• _RELATO_:
—————

É claro que o ensino ministrado por nós ficava sempre incompleto, por falta de tempo. E trabalhávamos quatro horas por dia, durante seis dias na semana, incluindo os sábados. Só descansávamos aos domingos. E o ano letivo começava no dia 14 de fevereiro e ia até 14 de dezembro, sempre. As férias eram no mês de julho e todo o mês de janeiro e parte de fevereiro. E não havia o costume de fazer pontes, emendando feriados e fins de semana. Dia letivo era dia letivo, religiosamente. E conseguimos passar o básico para aquelas crianças, a leitura e a escrita, as tabuadas, noções de Higiene corporal, e partes mais importantes de nossa História. Todas as pessoas sabiam o significado de 7 de setembro, de 15 de novembro, de 19 de novembro.
Conseguimos de alguma forma alfabetizar crianças e encaminhar muitos meninos na vida. E o maior prazer de um professor é reencontrar ex-alunos, que nos reconhecem e vêm dar-nos um abraço. Às vezes, levamos um susto por receber um abraço de um senhor desconhecido, que lá no passado fora aluno nosso. Isso é muito gratificante.

—————

(Registros de marcação de locais)
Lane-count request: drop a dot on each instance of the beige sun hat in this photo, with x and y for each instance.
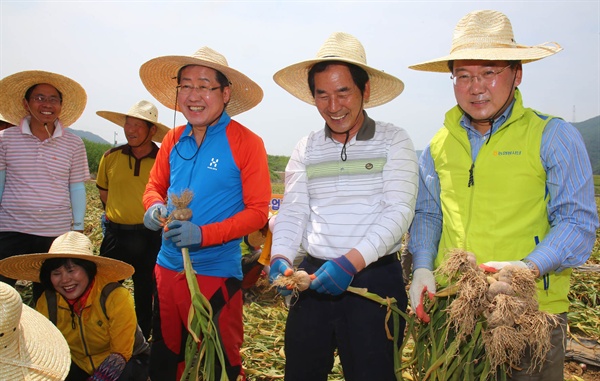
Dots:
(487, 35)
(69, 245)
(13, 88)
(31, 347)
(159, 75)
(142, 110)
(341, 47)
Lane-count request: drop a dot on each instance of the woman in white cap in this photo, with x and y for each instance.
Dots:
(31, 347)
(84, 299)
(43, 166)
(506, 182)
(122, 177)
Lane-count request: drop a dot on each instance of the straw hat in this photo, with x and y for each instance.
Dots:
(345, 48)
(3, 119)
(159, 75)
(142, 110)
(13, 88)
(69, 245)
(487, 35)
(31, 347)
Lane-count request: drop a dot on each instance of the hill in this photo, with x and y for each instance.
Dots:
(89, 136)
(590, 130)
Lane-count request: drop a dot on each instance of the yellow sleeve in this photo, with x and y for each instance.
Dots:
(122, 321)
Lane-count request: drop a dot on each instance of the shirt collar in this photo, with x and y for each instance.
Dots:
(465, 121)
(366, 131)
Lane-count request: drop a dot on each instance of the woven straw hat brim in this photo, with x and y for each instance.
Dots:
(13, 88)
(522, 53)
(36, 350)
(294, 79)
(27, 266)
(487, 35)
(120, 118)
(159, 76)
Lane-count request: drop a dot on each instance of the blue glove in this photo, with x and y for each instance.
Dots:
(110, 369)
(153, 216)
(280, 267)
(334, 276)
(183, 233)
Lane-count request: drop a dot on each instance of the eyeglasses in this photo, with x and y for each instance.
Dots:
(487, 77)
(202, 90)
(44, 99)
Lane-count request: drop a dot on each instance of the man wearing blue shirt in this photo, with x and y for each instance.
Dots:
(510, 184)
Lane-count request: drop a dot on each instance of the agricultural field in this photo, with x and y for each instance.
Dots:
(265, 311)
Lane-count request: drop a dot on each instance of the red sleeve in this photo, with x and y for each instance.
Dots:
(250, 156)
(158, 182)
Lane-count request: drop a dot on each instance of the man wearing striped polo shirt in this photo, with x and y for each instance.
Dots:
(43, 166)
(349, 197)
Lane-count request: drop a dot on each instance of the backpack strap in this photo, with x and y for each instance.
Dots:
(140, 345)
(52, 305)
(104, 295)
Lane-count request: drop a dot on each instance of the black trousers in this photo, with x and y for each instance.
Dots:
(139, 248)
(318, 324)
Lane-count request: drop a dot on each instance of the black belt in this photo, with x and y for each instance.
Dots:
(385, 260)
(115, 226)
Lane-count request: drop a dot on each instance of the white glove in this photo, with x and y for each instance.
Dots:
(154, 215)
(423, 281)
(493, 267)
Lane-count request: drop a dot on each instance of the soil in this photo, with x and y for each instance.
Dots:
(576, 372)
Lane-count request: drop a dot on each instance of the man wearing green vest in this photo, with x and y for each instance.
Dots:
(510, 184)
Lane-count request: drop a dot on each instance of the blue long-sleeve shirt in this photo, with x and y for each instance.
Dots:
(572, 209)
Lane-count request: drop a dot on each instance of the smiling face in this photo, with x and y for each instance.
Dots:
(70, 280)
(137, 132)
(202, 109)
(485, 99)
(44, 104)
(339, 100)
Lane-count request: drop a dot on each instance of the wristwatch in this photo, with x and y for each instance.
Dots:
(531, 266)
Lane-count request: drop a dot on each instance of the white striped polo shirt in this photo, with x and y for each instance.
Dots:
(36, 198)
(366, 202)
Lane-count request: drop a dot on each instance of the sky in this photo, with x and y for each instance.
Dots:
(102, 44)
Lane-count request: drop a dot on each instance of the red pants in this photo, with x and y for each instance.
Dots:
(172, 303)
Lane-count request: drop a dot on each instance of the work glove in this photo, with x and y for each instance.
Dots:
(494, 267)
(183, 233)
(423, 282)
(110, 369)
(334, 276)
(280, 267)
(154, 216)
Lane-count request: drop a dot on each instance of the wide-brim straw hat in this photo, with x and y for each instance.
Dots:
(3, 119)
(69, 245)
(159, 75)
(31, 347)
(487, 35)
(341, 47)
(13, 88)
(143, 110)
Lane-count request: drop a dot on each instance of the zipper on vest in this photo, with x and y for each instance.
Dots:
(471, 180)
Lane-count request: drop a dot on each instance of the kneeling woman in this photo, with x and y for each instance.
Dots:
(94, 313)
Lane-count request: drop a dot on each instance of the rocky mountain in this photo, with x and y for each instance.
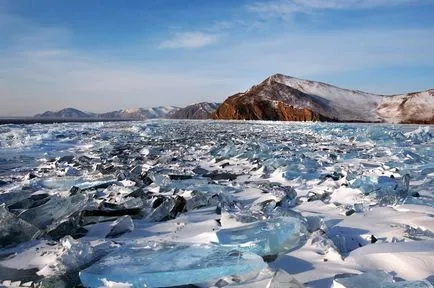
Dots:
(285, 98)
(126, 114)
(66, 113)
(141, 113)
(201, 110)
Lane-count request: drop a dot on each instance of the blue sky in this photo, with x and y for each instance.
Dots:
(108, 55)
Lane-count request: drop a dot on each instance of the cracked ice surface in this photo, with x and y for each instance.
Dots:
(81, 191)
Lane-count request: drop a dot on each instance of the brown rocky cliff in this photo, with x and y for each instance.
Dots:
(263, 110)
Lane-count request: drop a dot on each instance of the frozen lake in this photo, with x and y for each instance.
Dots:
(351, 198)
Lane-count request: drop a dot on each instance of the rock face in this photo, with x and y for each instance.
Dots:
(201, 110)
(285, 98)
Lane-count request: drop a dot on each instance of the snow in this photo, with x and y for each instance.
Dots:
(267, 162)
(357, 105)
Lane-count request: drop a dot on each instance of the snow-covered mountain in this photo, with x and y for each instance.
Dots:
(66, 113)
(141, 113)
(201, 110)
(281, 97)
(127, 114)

—————

• _EXERCÍCIOS_:
a – Liste, na ordem em que aparecem no relato, todas as datas que indicam dia e mês.
b – Transcreva do relato o trecho que começa em "Conseguimos de alguma" e termina em "é muito gratificante.".

• _RESPOSTAS EM ORDEM_:
a –
14 de fevereiro
14 de dezembro
7 de setembro
15 de novembro
19 de novembro

b –
Conseguimos de alguma forma alfabetizar crianças e encaminhar muitos meninos na vida. E o maior prazer de um professor é reencontrar ex-alunos, que nos reconhecem e vêm dar-nos um abraço. Às vezes, levamos um susto por receber um abraço de um senhor desconhecido, que lá no passado fora aluno nosso. Isso é muito gratificante.